▸ **PETUNJUK PENGERJAAN**:
1. Jawablah pertanyaan berikut berdasarkan teks tentang harga minyak.
(a) Berapa harga minyak WTI untuk pengiriman Februari 2022 pada pukul 07.05 WIB?
(b) Menurut data Energy Information Administration, berapa jumlah persediaan minyak mentah AS setelah turun pekan lalu?
(c) Selama berapa minggu berturut-turut persediaan minyak mentah AS telah turun?
2. Lanjutkan teks tentang harga minyak, dimulai setelah kalimat terakhirnya.

Reporter: Herlina KD | Editor: Herlina Kartika Dewi
KONTAN.CO.ID - JAKARTA. Harga minyak kembali menguat pada perdagangan Kamis (13/1) pagi. Pukul 07.05 WIB, harga minyak west texas intermediate (WTI) untuk pengiriman Februari 2022 di New York Mercantile Exchange ada di US$ 82,72 per barel, naik 0,09% dari sehari sebelumnya yang ada di US$ 82,64 per barel.
Harga minyak melanjutkan rally setelah stok minyak AS terkontraksi dan pasar mengetat. Data Energy Information Administration menunjukkan persediaan minyak mentah AS turun 4,6 juta barel pekan lalu menjadi 413,3 juta barel, terendah sejak Oktober 2018.
"Penarikan minyak mentah lebih besar dari yang diharapkan meskipun ada penurunan material dalam aktivitas penyulingan," kata Matt Smith, analis minyak utama untuk Amerika di Kpler, sebuah perusahaan data seperti dikutip Reuters.
Minyak mentah telah melonjak bulan ini karena sinyal bahwa konsumsi global sebagian besar mengatasi pukulan dari varian virus Omicron karena ekonomi utama terus pulih dari pandemi.
Baca Juga: Bagian dari Rencana Divestasi Aset di AS, Exxon Tawarkan Aset Shale Gas di Ohio
Persediaan minyak mentah AS telah turun selama tujuh minggu berturut-turut, dan persediaan secara keseluruhan telah diperketat di seluruh dunia karena produsen utama berjuang untuk meningkatkan pasokan bahkan ketika permintaan meningkat meskipun kasus Omicron meningkat.

▸ **DATA YANG DISEDIAKAN**:
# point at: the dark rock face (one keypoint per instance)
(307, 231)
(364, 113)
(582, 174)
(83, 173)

▸ **KUNCI JAWABAN**:
1.
(a) US$ 82,72 per barel.
(b) 413,3 juta barel.
(c) Tujuh minggu.

2.
OPEC+, masih menahan produksi lebih dari 3 juta barel per hari (bph) sementara ekspor Iran terhambat oleh sanksi AS.
Meskipun OPEC+ menaikkan target produksi setiap bulan, kesulitan teknis telah mencegah beberapa negara mencapai kuota mereka.
Gubernur Federal Reserve AS Jerome Powell mengatakan ekonomi AS harus menghadapi lonjakan COVID-19 saat ini dengan hanya dampak "berumur pendek" dan siap untuk memulai kebijakan moneter yang lebih ketat.
"Dengan asumsi China tidak mengalami pelambatan tajam, bahwa Omicron benar-benar menjadi Omi-gone, dan dengan kemampuan OPEC+ untuk meningkatkan produksi jelas terbatas, saya tidak melihat alasan mengapa minyak mentah Brent tidak dapat bergerak menuju US$ 100 di kuartal I mungkin lebih cepat," kata analis Oanda. Jeffrey Halley.